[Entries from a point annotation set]
## start

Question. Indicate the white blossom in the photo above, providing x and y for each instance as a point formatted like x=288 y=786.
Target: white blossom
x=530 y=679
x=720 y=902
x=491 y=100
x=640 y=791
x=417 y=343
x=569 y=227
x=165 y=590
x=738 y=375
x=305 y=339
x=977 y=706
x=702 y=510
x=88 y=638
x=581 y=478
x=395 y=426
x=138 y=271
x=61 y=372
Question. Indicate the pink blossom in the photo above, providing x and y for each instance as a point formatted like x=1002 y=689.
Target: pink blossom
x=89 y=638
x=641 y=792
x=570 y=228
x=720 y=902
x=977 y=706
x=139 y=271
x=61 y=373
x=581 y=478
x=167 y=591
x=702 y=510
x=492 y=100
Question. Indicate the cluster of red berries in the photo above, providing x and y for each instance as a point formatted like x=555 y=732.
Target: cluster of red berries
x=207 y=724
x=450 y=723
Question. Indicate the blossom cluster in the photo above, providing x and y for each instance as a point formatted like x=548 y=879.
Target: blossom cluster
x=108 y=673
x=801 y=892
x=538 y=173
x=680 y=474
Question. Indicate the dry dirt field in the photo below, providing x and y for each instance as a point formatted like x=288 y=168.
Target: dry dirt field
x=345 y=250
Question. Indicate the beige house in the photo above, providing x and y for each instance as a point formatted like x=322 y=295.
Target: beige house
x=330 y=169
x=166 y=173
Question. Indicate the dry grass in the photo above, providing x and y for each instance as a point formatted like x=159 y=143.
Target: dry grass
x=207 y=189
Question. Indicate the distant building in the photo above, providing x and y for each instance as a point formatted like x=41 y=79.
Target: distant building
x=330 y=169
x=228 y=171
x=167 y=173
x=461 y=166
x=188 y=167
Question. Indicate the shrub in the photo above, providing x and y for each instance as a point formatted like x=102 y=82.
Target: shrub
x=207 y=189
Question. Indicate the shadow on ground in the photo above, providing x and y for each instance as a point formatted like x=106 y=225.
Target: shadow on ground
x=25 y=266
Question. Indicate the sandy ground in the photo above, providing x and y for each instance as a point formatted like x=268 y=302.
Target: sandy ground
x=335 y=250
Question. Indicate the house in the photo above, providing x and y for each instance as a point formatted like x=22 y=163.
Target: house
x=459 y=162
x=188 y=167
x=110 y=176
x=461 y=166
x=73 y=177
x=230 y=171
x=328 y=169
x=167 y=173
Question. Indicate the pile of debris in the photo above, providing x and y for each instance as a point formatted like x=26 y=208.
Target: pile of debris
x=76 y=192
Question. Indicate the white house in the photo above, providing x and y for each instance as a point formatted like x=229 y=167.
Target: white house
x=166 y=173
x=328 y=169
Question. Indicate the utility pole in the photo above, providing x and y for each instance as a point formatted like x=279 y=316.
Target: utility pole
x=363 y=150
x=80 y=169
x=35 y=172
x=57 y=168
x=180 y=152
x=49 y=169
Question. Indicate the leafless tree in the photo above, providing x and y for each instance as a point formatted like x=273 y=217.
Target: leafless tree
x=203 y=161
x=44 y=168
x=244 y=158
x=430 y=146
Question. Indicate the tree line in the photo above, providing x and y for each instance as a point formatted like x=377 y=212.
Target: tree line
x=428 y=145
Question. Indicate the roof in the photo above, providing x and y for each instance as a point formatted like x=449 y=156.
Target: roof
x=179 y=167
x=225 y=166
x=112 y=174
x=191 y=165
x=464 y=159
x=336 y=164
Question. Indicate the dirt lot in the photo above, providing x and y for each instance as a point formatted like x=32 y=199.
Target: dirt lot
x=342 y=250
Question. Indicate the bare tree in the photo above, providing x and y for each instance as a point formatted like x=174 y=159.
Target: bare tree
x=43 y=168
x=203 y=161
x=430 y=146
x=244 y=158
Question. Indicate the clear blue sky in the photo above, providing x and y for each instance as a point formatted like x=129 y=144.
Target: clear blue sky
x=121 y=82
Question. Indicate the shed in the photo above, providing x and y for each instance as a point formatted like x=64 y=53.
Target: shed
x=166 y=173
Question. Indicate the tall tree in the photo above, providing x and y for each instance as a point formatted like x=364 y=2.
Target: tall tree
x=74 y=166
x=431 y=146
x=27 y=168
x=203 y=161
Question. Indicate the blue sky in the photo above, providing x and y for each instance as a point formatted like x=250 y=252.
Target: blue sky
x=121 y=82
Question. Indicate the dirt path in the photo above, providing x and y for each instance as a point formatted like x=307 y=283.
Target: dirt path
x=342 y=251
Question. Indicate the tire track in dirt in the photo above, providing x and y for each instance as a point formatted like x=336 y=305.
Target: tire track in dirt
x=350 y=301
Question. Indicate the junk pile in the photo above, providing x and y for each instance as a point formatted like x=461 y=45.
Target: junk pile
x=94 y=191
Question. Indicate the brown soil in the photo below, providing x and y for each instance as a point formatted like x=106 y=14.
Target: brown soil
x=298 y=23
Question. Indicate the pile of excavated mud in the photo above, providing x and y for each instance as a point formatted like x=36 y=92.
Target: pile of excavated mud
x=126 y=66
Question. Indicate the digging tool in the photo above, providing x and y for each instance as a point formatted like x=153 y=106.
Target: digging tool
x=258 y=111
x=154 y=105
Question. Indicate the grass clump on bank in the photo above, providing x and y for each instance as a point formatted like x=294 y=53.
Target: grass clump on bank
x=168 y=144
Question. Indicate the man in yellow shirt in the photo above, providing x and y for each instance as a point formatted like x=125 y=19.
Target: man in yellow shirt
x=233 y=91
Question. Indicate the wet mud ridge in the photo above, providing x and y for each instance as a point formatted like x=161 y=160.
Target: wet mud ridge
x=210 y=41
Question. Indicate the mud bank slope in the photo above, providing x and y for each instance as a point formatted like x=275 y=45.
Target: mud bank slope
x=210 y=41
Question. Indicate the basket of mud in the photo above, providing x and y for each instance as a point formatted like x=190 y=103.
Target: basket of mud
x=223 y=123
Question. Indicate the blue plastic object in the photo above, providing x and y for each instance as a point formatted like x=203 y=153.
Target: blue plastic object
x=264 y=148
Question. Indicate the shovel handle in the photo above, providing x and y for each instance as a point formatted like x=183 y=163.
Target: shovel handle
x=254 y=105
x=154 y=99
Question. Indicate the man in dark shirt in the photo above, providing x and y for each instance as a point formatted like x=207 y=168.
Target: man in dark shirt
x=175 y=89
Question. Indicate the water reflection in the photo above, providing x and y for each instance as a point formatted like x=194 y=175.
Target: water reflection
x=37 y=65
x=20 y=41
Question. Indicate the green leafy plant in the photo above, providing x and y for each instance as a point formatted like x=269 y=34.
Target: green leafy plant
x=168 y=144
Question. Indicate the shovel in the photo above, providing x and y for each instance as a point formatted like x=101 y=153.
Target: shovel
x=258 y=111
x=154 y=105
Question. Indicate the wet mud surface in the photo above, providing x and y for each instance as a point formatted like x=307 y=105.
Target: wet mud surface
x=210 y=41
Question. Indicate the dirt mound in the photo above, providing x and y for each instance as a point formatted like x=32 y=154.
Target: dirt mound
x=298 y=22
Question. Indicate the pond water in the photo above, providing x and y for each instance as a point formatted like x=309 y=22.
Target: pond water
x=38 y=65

## end

WHAT IS EXPECTED
Above are some records; repeat all of them exactly.

EXERCISE RESULT
Question. Indicate the white blossom in the photo above, providing x and y for each instance as a point formatted like x=288 y=786.
Target: white blossom
x=530 y=679
x=720 y=902
x=491 y=100
x=640 y=791
x=417 y=343
x=569 y=227
x=165 y=590
x=738 y=375
x=305 y=339
x=977 y=706
x=702 y=510
x=88 y=638
x=581 y=478
x=395 y=426
x=138 y=271
x=61 y=372
Question. Indicate the pink blossom in the photo above, providing x and y for each instance as a point formatted like x=1002 y=689.
Target: pink blossom
x=89 y=638
x=641 y=792
x=570 y=228
x=720 y=902
x=977 y=706
x=139 y=271
x=61 y=373
x=581 y=478
x=167 y=591
x=702 y=510
x=492 y=100
Question. Indicate the cluster of red berries in the photo above, providing x and y for each instance as a point formatted like x=555 y=732.
Target: cluster of red berries
x=207 y=724
x=450 y=723
Question. Indicate the blossom cluster in the photo above, providing x and y for each instance as a point formatted like x=548 y=879.
Target: blossom cluster
x=108 y=673
x=801 y=892
x=538 y=173
x=680 y=474
Question. Indicate the dry dirt field in the photo below, providing x and y for each instance as a point formatted like x=288 y=168.
Target: dry dirt field
x=345 y=250
Question. Indicate the beige house in the photo above, providing x and y for each instance as a point formatted like x=322 y=295.
Target: beige house
x=330 y=169
x=166 y=173
Question. Indicate the dry grass in the photo above, providing x and y for each instance as a point formatted like x=159 y=143.
Target: dry grass
x=207 y=189
Question. Indicate the distant building in the photo above, providing x and y for each instance as a point formatted like x=41 y=79.
Target: distant building
x=330 y=169
x=228 y=171
x=167 y=173
x=461 y=166
x=188 y=167
Question. Indicate the shrub in the photo above, providing x and y for each instance as a point formatted like x=102 y=82.
Target: shrub
x=207 y=189
Question. Indicate the shadow on ground in the photo above, providing x and y for each instance as a point formatted like x=106 y=225.
Target: shadow on ground
x=25 y=266
Question. Indicate the sandy ground in the photo above, providing x and y for each instance as a point formatted like x=268 y=302.
Target: sandy ground
x=335 y=250
Question. Indicate the house in the photo above, providing x and y for each instance as a point formatted like x=22 y=163.
Target: house
x=459 y=162
x=188 y=167
x=110 y=176
x=461 y=166
x=73 y=177
x=230 y=171
x=328 y=169
x=167 y=173
Question. Indicate the pile of debris in the photo above, providing x and y for each instance as a point formatted like x=26 y=208.
Target: pile of debris
x=76 y=192
Question. Indicate the white house in the photo above, providing x and y for each instance as a point formatted like x=229 y=167.
Target: white house
x=166 y=173
x=328 y=169
Question. Indicate the utility pole in the photo above, providing x and y for each instance as a point formatted like x=279 y=316.
Target: utility pole
x=363 y=150
x=80 y=169
x=35 y=172
x=57 y=168
x=180 y=152
x=49 y=169
Question. Indicate the leafless tree in the photo above, providing x and y for each instance as a point formatted like x=273 y=217.
Target: leafless tree
x=203 y=161
x=44 y=168
x=244 y=158
x=430 y=146
Question. Indicate the tree line in the photo above, providing x and y for each instance as a point formatted like x=377 y=212.
Target: tree line
x=428 y=145
Question. Indicate the roof in the photo above, providing x and y for each instance as a point formatted like x=449 y=156.
Target: roof
x=179 y=167
x=225 y=166
x=112 y=174
x=191 y=165
x=464 y=159
x=336 y=164
Question. Indicate the dirt lot in the photo above, providing x and y for each instance as a point formatted like x=32 y=199.
Target: dirt lot
x=342 y=250
Question. Indicate the bare tree in the photo above, providing x and y for each instance as a point formatted like x=174 y=159.
Target: bare tree
x=43 y=168
x=203 y=161
x=430 y=146
x=244 y=158
Question. Indicate the clear blue sky in the photo above, providing x and y for each instance as a point formatted like x=129 y=144.
Target: clear blue sky
x=121 y=82
Question. Indicate the shed in the photo above, providing x and y for each instance as a point formatted like x=64 y=53.
Target: shed
x=166 y=173
Question. Indicate the tall tree in the photo above, providing x and y for each instance as a point formatted like x=364 y=2.
Target: tall tree
x=74 y=166
x=431 y=146
x=27 y=168
x=203 y=161
Question. Indicate the blue sky in the photo above, providing x and y for each instance as a point formatted like x=250 y=252.
Target: blue sky
x=121 y=82
Question. Indicate the dirt path in the photo above, providing x and y for each instance as a point formatted like x=307 y=283.
Target: dirt path
x=342 y=251
Question. Indicate the tire track in dirt in the photo above, providing x and y for each instance as a point formatted like x=336 y=305.
Target: tire track in dirt
x=350 y=301
Question. Indicate the junk pile in the photo above, providing x and y for each instance as a point formatted like x=461 y=45.
Target: junk pile
x=94 y=191
Question. Indicate the brown soil in the photo below, providing x and y for each instance as a point formatted like x=106 y=14.
Target: brown soil
x=298 y=23
Question. Indicate the pile of excavated mud in the photo above, providing x and y for each instance as a point formatted like x=36 y=92.
Target: pile of excavated mud
x=126 y=66
Question. Indicate the digging tool in the photo above, providing x and y for each instance as a point formatted like x=153 y=106.
Target: digging tool
x=258 y=111
x=154 y=105
Question. Indicate the grass clump on bank in the photo above, providing x and y for each instance as a point formatted like x=294 y=53.
Target: grass clump on bank
x=168 y=144
Question. Indicate the man in yellow shirt in the photo above, providing x and y for each instance as a point formatted like x=125 y=19.
Target: man in yellow shirt
x=233 y=91
Question. Indicate the wet mud ridge in the photo above, providing x and y for each instance as a point formatted like x=161 y=160.
Target: wet mud ridge
x=210 y=41
Question. Indicate the mud bank slope in the photo above, providing x and y for each instance as a point formatted like x=275 y=45.
Target: mud bank slope
x=210 y=41
Question. Indicate the basket of mud in the photo above, providing x and y for each instance as a point formatted like x=190 y=103.
Target: basket of mud
x=223 y=123
Question. Indicate the blue plastic object in the photo above, providing x and y for each instance as a point formatted like x=203 y=153.
Target: blue plastic object
x=264 y=148
Question. Indicate the shovel handle in the photo above, providing x and y for each instance as a point formatted like x=183 y=163.
Target: shovel handle
x=254 y=105
x=154 y=99
Question. Indicate the man in dark shirt in the photo above, providing x and y for each instance as a point formatted like x=207 y=168.
Target: man in dark shirt
x=175 y=89
Question. Indicate the water reflection in the photo above, providing x and y for each instance as a point formatted like x=194 y=175.
Target: water reflection
x=37 y=65
x=20 y=41
Question. Indicate the green leafy plant in the photo above, providing x and y for each instance as a point formatted like x=269 y=34.
Target: green leafy plant
x=168 y=144
Question. Indicate the shovel in the photo above, providing x and y for each instance as a point formatted like x=101 y=153.
Target: shovel
x=258 y=111
x=154 y=105
Question. Indicate the wet mud surface in the photo above, providing x and y for each instance as a point formatted like x=307 y=105.
Target: wet mud surface
x=210 y=41
Question. Indicate the dirt mound in the photo above, providing x and y for each instance as a point formatted like x=32 y=154.
Target: dirt mound
x=298 y=22
Question. Indicate the pond water in the photo above, providing x and y for each instance as a point formatted like x=309 y=22.
Target: pond water
x=38 y=65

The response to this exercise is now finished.